▶ WHAT TO PRODUCE: Render every line of the material below as a JSON list of strings, one string per line, omitting blank lines. Exclude the pictures from the result.
— START PROVIDED ENTRIES —
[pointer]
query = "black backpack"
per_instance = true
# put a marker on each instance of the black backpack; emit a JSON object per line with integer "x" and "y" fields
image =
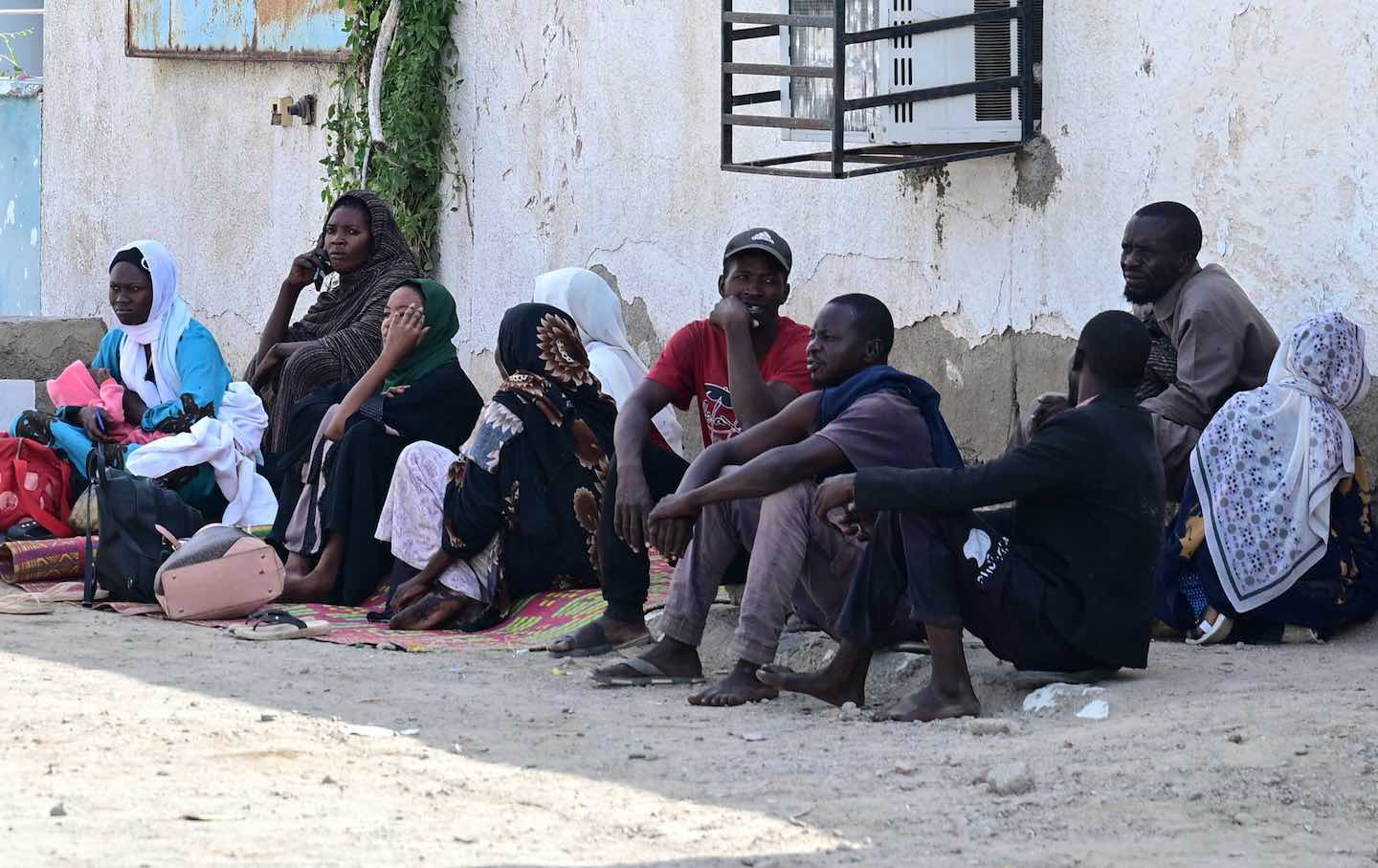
{"x": 131, "y": 547}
— END PROVIDED ENTRIES —
▶ TASK OUTPUT:
[
  "[pointer]",
  "query = \"black backpack\"",
  "per_instance = true",
  "# put a marker on each instance of the black backpack; emit a JSON object per line with integer \"x\" and \"y\" fields",
  "image =",
  "{\"x\": 131, \"y\": 547}"
]